EXTRAIT.
+ + +

C’est quelques jours après la fin de la séquence sur les retraites à l’Assemblée nationale que je rédige cette première note de blog. La première manche de la bataille parlementaire s’est ainsi achevée sur une victoire, et pas des moindres : l’Assemblée nationale n’a pas adopté la retraite à 64 ans. J’invite les personnes qui me lisent à aller consulter les notes de Manuel Bompard, Danièle Obono et Jean-Luc Mélenchon, qui ont aussi dressé le bilan des deux semaines passées. Ce texte vient en complément de celles-ci.
Début janvier, Elisabeth Borne annonce par une conférence de presse que les Françaises et les Français devront travailler jusqu’à 64 ans. Commence une bataille à la fois sociale, politique et philosophique sur le sens de la vie et du travail : Les gens doivent-ils consacrer toute leur vie au travail ? Le travail doit-il être le seul horizon ? Nous considérons que nous produisons suffisamment par le travail pour pouvoir libérer du temps et faire autre chose que travailler. La France Insoumise en particulier et la NUPES en général portent la retraite à 60 ans, la diminution du temps de travail et la création d’emplois dans les secteurs social et écologique. Par ailleurs, dès le mois de janvier, les mobilisations à l’appel de l’intersyndicale unie sont massives et spectaculaires.
Le premier article du projet de loi est, sans originalité, une attaque portée sur les régimes spéciaux. Les mêmes Macronistes prenaient ces régimes spéciaux comme prétextes pour supprimer la retraite par répartition et instaurer le système de retraite à points en 2019. Le ton est donné : personne n’échappera à la réforme. Sous prétexte d’« équité », tout le monde devra travailler 2 ans de plus sans distinction : les hommes, les femmes, les carrières longues, les régimes spéciaux. Rappelons que les régimes spéciaux ont été le fruit de négociations, de luttes, de grèves pour faire valoir une pénibilité dans le travail qui justifie de pouvoir s’arrêter de travailler plus tôt. Puis, une première victoire : l’Assemblée nationale rejette l’article 2 sur l’« index senior ». En n’envisageant aucune mesure contraignante ni aucune sanction, cet index n’était qu’un écran de fumée, un vœu pieu, et même un coup de communication.

+ + +

(Entrées de contours étiquetées)
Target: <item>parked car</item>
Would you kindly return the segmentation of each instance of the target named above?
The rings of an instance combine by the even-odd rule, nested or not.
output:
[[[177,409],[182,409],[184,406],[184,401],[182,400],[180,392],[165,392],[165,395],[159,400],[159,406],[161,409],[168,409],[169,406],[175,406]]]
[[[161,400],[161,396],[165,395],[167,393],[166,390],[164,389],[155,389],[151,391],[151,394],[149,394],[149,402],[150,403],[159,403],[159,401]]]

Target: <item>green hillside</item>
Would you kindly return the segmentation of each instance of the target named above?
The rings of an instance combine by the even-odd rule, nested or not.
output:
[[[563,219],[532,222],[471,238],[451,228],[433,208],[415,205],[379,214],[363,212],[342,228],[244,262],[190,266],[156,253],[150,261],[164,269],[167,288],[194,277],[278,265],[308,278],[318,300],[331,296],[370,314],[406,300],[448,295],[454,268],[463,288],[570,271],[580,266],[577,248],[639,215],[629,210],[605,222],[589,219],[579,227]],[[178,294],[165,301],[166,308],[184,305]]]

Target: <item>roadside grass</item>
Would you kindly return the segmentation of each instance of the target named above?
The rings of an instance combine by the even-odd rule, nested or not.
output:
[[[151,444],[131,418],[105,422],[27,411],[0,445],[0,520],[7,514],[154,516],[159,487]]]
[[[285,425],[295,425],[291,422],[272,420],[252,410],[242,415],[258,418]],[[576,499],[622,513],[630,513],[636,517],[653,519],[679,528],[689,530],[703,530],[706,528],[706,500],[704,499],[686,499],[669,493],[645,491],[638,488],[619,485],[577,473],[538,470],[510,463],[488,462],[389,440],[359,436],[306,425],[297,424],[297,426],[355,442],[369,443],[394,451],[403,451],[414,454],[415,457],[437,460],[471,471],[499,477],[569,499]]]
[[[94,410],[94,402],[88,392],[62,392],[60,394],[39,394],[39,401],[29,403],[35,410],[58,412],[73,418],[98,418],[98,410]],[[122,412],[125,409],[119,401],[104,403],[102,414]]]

+ + +

CONSIGNES.
- A) Traduisez en anglais, s'il vous plaît, cette phrase du billet sur la réforme des retraites : « Le ton est donné : personne n’échappera à la réforme. »
- B) Recopiez à l'identique le passage du billet sur la réforme des retraites, depuis « C’est quelques jours » jusqu'à « complément de celles-ci. » inclus.

RÉPONSES.
- A) The tone is set: no one will escape the reform.

- B)
C’est quelques jours après la fin de la séquence sur les retraites à l’Assemblée nationale que je rédige cette première note de blog. La première manche de la bataille parlementaire s’est ainsi achevée sur une victoire, et pas des moindres : l’Assemblée nationale n’a pas adopté la retraite à 64 ans. J’invite les personnes qui me lisent à aller consulter les notes de Manuel Bompard, Danièle Obono et Jean-Luc Mélenchon, qui ont aussi dressé le bilan des deux semaines passées. Ce texte vient en complément de celles-ci.